SUPPLIED DATA:
________________________________________
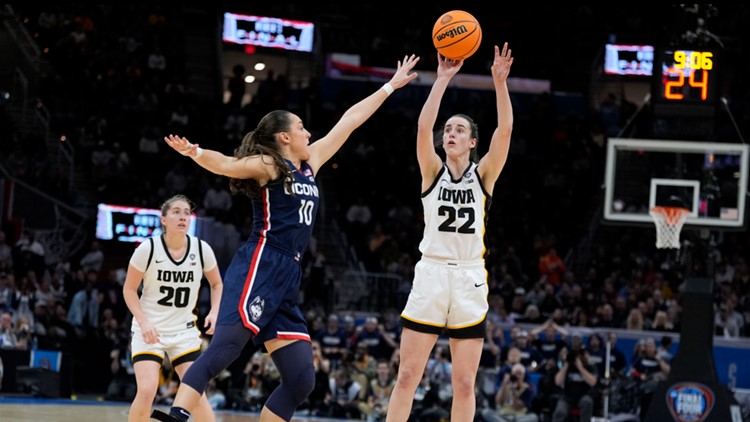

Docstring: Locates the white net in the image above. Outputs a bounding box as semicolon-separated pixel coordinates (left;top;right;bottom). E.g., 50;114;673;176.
649;207;689;249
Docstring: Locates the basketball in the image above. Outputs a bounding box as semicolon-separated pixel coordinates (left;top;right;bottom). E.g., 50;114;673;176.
432;10;482;60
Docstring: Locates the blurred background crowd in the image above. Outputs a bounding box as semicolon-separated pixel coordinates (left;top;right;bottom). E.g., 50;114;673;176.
0;4;750;420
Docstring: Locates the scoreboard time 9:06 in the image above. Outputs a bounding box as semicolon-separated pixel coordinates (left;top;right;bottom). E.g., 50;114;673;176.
657;50;716;104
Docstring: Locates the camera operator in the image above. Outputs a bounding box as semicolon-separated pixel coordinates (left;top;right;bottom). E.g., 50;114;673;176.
552;348;598;422
482;363;539;422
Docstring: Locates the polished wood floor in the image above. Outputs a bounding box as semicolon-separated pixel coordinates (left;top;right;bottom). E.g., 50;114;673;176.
0;398;342;422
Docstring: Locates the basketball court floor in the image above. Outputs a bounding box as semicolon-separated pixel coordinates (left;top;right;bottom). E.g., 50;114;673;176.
0;397;342;422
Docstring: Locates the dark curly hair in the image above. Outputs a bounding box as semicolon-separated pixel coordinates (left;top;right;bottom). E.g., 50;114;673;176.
229;110;294;198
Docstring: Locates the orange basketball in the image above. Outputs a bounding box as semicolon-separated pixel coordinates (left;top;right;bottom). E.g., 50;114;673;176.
432;10;482;60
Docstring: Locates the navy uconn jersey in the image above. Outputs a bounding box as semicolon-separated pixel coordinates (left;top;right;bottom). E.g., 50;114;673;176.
419;163;492;261
249;160;320;258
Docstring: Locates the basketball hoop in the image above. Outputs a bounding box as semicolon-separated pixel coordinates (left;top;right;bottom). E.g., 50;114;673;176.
________________________________________
TASK TO CARRY OUT: Present all the data above as a numbered list, one line per item, skipping blank lines and leaving out the pictures.

RESPONSE FOR THIS EXERCISE:
1. Docstring: Locates the white net in the image above. Outputs a bounding box as semicolon-separated pixel coordinates (left;top;right;bottom). E.g., 50;114;673;176.
2. 649;207;689;249
3. Docstring: Locates the basketball in the image above. Outputs a bounding box as semicolon-separated pixel coordinates (left;top;right;bottom). E.g., 50;114;673;176.
4. 432;10;482;60
5. Docstring: Locates the blurred background crowd in the image above. Outputs a bounding box as semicolon-separated pixel coordinates (left;top;right;bottom). E.g., 50;114;673;176.
6. 0;4;750;420
7. Docstring: Locates the scoreboard time 9:06 in the image above. Outputs a bounding box as semicolon-separated pixel coordinates (left;top;right;bottom). E.g., 50;114;673;176.
8. 657;50;716;104
9. Docstring: Locates the camera operator in the image above. Outputs a bounding box as semicolon-separated pixel coordinates (left;top;right;bottom). E.g., 50;114;673;176.
10. 552;348;598;422
11. 482;363;539;422
12. Docstring: Locates the polished wood floor in the image above. Outputs a bounding box as semicolon-separated pixel coordinates (left;top;right;bottom). E.g., 50;114;673;176.
13. 0;398;342;422
14. Docstring: Locates the basketball court floor in the image above. Outputs a bounding box as semicolon-separated pixel coordinates (left;top;right;bottom). E.g., 50;114;673;176.
15. 0;397;342;422
16. Docstring: Locates the dark curly hair in the image above. Outputs a bounding box as semicolon-separated pixel coordinates (left;top;right;bottom). E.g., 50;114;673;176.
17. 229;110;294;198
18. Docstring: Locates the orange basketball in the image above. Outputs a bounding box as semicolon-separated pixel coordinates (left;top;right;bottom). E.g., 50;114;673;176.
19. 432;10;482;60
20. Docstring: Locates the navy uconn jersey in the image above. Outputs a bounding box as semicolon-separated pixel coordinates (left;top;right;bottom). E.g., 50;114;673;176.
21. 419;163;492;261
22. 249;160;320;258
23. Docstring: Locates the basketball hoop in the image above. Outputs a bounding box as semicolon-separated pixel coordinates (left;top;right;bottom). E.g., 50;114;673;176.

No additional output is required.